● Request
In the lines below, substitute "coarse mask" for every occurrence of "rough mask" and reproduce the lines with all else unchanged, leaving out the pictures.

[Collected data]

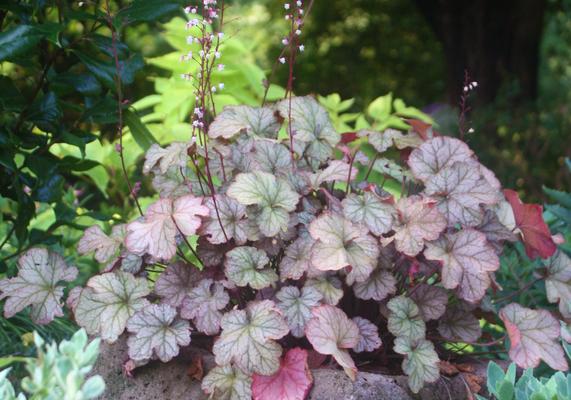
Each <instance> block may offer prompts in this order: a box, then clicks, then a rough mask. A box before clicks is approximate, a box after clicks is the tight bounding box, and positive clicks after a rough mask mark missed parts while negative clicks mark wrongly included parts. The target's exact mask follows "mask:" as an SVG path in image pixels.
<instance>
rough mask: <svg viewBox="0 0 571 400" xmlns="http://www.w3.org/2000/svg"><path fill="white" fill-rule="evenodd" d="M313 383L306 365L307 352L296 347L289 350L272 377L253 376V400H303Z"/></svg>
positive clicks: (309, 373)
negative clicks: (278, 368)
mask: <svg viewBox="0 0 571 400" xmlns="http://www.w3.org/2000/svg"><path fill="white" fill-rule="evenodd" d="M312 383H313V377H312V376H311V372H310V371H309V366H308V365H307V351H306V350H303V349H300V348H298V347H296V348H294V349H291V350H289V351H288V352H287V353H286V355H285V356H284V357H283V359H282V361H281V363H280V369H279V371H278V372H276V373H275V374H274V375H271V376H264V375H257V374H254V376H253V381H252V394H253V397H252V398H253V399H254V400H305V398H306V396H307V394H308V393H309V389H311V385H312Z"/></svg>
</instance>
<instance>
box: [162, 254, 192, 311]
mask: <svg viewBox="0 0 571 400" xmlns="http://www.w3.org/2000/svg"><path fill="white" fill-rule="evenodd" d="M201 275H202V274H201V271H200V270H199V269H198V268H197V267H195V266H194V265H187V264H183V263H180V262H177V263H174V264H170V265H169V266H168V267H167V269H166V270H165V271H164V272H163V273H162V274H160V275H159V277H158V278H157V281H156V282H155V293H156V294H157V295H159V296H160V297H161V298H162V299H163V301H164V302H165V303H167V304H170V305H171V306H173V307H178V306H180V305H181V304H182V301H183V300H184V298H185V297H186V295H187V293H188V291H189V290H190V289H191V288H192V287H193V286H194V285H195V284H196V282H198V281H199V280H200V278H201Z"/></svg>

● Task output
Each <instance> block may offer prompts in this order: a box, then clicks, then a coarse mask. A box before clicks is approximate, a box after clicks is the tight bounding box, and positive clicks after a coarse mask mark missed parts while negative clicks mark wrongly included parts. The target's exact mask follows "mask:" as an SVG path in image pixels.
<instance>
coarse mask: <svg viewBox="0 0 571 400" xmlns="http://www.w3.org/2000/svg"><path fill="white" fill-rule="evenodd" d="M313 383L306 365L307 352L296 347L289 350L272 377L253 376V400H303Z"/></svg>
positive clicks: (309, 373)
negative clicks: (278, 368)
mask: <svg viewBox="0 0 571 400" xmlns="http://www.w3.org/2000/svg"><path fill="white" fill-rule="evenodd" d="M312 383H313V377H312V376H311V372H310V371H309V366H308V365H307V351H306V350H303V349H300V348H298V347H296V348H294V349H291V350H289V351H288V352H287V353H286V355H285V356H284V357H283V359H282V361H281V363H280V369H279V371H278V372H276V373H275V374H274V375H271V376H264V375H257V374H254V376H253V381H252V394H253V397H252V398H253V399H254V400H305V398H306V396H307V394H308V393H309V389H311V385H312Z"/></svg>
</instance>
<instance>
box: [162, 254, 192, 311]
mask: <svg viewBox="0 0 571 400" xmlns="http://www.w3.org/2000/svg"><path fill="white" fill-rule="evenodd" d="M201 275H202V274H201V271H200V270H199V269H198V268H197V267H195V266H194V265H187V264H183V263H180V262H177V263H174V264H170V265H169V266H168V267H167V269H166V270H165V271H164V272H163V273H162V274H160V275H159V277H158V278H157V281H156V282H155V293H156V294H157V295H159V296H160V297H161V298H162V299H163V301H164V302H165V303H167V304H170V305H171V306H173V307H178V306H180V305H181V304H182V301H183V300H184V298H185V297H186V295H187V293H188V291H189V290H190V289H191V288H192V287H193V286H194V285H195V284H196V282H198V281H199V280H200V278H201Z"/></svg>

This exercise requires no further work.